● Consegna
Trascriva senza alcuna modifica il passo della recensione di Qualcosa nella terra che comincia con le parole "Qualcosa nella terra" e si chiude dopo "specializzato delle riviste.".

● Sezione del documento
Qualcosa nella terra è una fiaba ecologica delicata e amarissima narrata in chiave di fantascienza. L’allegoria scoperta del futuro senza speranza cui l’avidità condanna il genere umano conferisce quella brutalità realistica che appartiene appunto alla migliore fantascienza, controbilanciando il lavoro elegante che con stile rarefatto, leggiadro perfino, l’autore compie sull’atmosfera della storia, trasognatamente fantastica per lunghe sequenze. Beaumont fu eminentemente uno scrittore che spaziò in ogni campo del fantastico e le sue storie di fantascienza recano chiara l’impronta di una libertà tematica e stilistica sconosciuta agli autori che lavoravano in esclusiva o quasi per il mercato più specializzato delle riviste.
In un futuro intuitivamente molto lontano, Gerald Markeson è il custode dell’ultima foresta, l’ultima area verde di una terra cementificata in ogni metro quadrato della sua superficie. Le montagne livellate, i fondi oceanici svuotati delle loro acque: tutto per edificare nuove città, nuovi edifici, nuove industrie, nuove strutture militari come quella che dovrebbe sorgere nel luogo ancora occupato dall’ultima foresta. Gerald è un uomo vecchio, vecchissimo – la scienza del futuro permette di raggiungere età di duecento anni e oltre; ed è un uomo antico. E’ antico il suo attaccamento alla terra; agli alberi di quella foresta che sente sua; agli insetti che ne popolano le fronde. L’antichità di Gerald viene dalla saggezza della memoria. Gerald rammenta – anzi egli sa – che l’Uomo è tutt’uno con gli alberi, con la natura. “Ci uccideranno tutti fino a quando non ci sarà più nessuno di noi, ci squarteranno e ci taglieranno gambe e braccia, ci bruceranno fino a ottenere soltanto nere ceneri... poi si dimenticheranno che siamo esistiti”: così dice a sua moglie la sera prima del previsto arrivo delle squadre che devono spianare la foresta. Dice “Noi”, non gli alberi, o la foresta. Ma ormai neppure più la moglie è disposta ad assecondare questa sua difesa appassionata e disperata dell’ultimo fortino della natura sulla Terra.

(Voci del dataset)
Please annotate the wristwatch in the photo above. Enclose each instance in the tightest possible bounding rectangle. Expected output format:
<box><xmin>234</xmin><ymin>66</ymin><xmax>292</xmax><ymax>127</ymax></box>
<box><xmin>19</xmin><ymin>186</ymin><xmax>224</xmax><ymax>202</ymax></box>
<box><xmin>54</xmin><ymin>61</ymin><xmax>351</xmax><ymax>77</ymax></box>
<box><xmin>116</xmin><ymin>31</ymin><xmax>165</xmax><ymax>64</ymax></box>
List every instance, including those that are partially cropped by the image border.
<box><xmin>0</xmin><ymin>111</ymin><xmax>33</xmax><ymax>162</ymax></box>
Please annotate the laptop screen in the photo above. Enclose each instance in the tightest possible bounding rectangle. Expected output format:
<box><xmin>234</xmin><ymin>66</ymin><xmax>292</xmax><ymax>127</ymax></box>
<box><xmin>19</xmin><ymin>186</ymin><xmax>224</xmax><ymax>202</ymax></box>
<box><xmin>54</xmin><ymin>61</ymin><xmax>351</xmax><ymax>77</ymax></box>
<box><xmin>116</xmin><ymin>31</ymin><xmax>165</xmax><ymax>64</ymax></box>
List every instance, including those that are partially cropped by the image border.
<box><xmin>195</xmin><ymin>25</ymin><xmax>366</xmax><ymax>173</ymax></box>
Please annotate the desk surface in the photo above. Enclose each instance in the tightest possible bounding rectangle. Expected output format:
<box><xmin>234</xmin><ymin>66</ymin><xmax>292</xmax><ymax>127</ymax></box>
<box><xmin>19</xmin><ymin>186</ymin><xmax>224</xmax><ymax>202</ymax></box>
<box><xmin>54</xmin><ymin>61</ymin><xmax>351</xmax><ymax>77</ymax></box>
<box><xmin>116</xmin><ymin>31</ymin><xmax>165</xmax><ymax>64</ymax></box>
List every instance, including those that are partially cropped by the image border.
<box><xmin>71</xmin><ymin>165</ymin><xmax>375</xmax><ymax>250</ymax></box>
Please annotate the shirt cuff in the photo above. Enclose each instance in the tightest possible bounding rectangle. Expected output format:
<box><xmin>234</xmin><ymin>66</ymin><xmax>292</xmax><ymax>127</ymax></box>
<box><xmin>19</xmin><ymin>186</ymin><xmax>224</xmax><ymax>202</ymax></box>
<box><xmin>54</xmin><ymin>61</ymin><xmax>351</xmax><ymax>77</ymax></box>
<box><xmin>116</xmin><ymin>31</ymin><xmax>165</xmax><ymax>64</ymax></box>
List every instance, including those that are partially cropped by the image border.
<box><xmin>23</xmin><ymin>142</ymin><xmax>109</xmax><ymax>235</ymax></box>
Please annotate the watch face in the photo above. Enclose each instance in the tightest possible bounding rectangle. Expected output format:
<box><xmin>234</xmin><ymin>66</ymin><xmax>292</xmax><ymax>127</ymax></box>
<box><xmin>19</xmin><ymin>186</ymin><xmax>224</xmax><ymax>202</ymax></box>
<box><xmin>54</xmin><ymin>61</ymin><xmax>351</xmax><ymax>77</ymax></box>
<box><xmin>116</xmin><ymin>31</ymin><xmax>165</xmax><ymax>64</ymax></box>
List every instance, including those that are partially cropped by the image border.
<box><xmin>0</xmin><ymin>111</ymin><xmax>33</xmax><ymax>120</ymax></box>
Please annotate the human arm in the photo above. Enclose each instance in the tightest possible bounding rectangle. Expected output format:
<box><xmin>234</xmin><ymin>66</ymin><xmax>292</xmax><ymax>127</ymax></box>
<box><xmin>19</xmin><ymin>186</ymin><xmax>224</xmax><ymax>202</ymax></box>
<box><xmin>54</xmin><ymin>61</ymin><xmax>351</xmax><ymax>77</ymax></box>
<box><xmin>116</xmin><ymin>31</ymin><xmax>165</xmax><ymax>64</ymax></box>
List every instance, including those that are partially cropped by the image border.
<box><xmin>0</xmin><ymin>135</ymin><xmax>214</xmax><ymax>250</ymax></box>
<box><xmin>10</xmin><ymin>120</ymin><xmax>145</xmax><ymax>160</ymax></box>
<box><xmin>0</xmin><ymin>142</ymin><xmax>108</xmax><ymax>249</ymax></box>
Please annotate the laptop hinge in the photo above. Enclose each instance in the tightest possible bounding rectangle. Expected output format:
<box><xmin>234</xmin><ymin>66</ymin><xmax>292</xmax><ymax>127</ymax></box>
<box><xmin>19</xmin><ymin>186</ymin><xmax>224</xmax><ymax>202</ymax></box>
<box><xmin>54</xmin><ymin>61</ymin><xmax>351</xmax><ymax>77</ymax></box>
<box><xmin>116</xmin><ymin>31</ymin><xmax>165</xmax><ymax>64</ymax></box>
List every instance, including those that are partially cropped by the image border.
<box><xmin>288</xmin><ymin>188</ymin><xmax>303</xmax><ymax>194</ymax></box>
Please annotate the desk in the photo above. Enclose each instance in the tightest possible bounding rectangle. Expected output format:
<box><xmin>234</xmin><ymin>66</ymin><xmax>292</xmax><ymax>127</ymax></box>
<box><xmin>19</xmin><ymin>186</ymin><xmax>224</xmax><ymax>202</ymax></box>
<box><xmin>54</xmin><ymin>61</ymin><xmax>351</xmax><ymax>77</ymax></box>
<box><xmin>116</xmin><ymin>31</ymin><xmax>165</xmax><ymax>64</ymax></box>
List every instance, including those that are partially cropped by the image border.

● Soluzione
Qualcosa nella terra è una fiaba ecologica delicata e amarissima narrata in chiave di fantascienza. L’allegoria scoperta del futuro senza speranza cui l’avidità condanna il genere umano conferisce quella brutalità realistica che appartiene appunto alla migliore fantascienza, controbilanciando il lavoro elegante che con stile rarefatto, leggiadro perfino, l’autore compie sull’atmosfera della storia, trasognatamente fantastica per lunghe sequenze. Beaumont fu eminentemente uno scrittore che spaziò in ogni campo del fantastico e le sue storie di fantascienza recano chiara l’impronta di una libertà tematica e stilistica sconosciuta agli autori che lavoravano in esclusiva o quasi per il mercato più specializzato delle riviste.